Would you return, word for word, the lines running from the one with "Tag every instance of the coiled" to the final line of the listing below, pictures omitted?
Records for processing Block Start
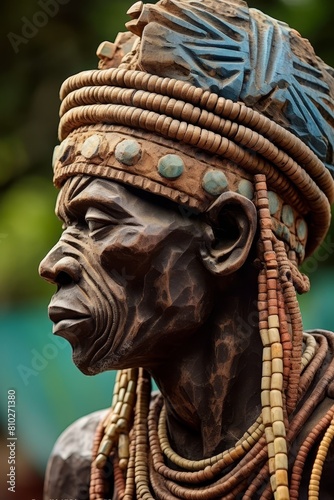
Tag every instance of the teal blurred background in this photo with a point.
(38, 51)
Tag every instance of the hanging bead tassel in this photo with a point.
(272, 397)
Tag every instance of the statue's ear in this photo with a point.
(230, 230)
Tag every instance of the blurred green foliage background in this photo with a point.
(39, 49)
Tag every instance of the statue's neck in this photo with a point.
(212, 389)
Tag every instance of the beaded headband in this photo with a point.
(190, 144)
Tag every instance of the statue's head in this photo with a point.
(195, 158)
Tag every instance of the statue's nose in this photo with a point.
(58, 268)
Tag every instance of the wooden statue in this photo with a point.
(195, 177)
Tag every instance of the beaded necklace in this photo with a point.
(146, 466)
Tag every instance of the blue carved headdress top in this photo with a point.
(244, 55)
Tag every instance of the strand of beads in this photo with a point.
(118, 421)
(97, 483)
(212, 465)
(322, 453)
(272, 378)
(304, 451)
(141, 474)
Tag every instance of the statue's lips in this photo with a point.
(65, 319)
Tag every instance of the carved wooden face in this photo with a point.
(131, 284)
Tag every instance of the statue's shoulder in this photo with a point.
(68, 469)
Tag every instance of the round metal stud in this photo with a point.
(90, 147)
(106, 50)
(215, 182)
(171, 166)
(64, 150)
(274, 202)
(287, 215)
(246, 188)
(128, 152)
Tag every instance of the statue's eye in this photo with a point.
(97, 220)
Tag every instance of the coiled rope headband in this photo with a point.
(114, 121)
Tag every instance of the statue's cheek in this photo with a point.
(130, 247)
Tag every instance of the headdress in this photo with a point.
(199, 98)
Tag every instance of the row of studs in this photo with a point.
(171, 166)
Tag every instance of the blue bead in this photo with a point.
(90, 147)
(301, 229)
(171, 166)
(215, 182)
(246, 188)
(128, 152)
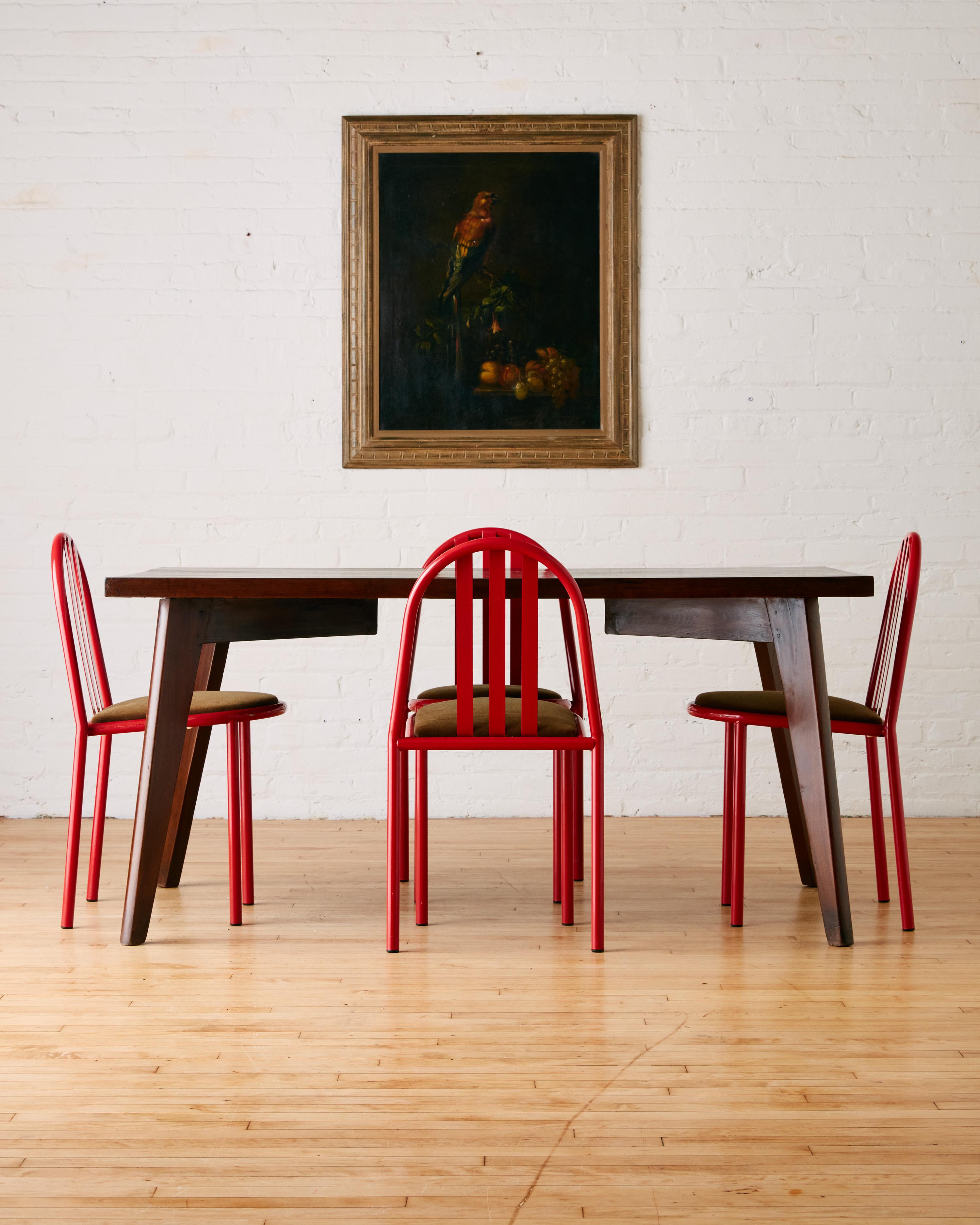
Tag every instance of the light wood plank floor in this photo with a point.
(495, 1070)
Records for processing Block End
Reply to the task:
Tag every instance of the coiled rope headband in this photo with a point.
(114, 121)
Tag every instance of the statue's cheek in this photo with a point.
(130, 247)
Tag every instance of the headdress in this photo with a point.
(199, 98)
Tag every instance of the row of studs in this photo with a point.
(171, 166)
Tag every instance of the blue bead in this photo with a point.
(90, 147)
(301, 229)
(171, 166)
(215, 182)
(246, 188)
(128, 152)
Tag every instance of the light wood plank floor in this photo with a point.
(495, 1070)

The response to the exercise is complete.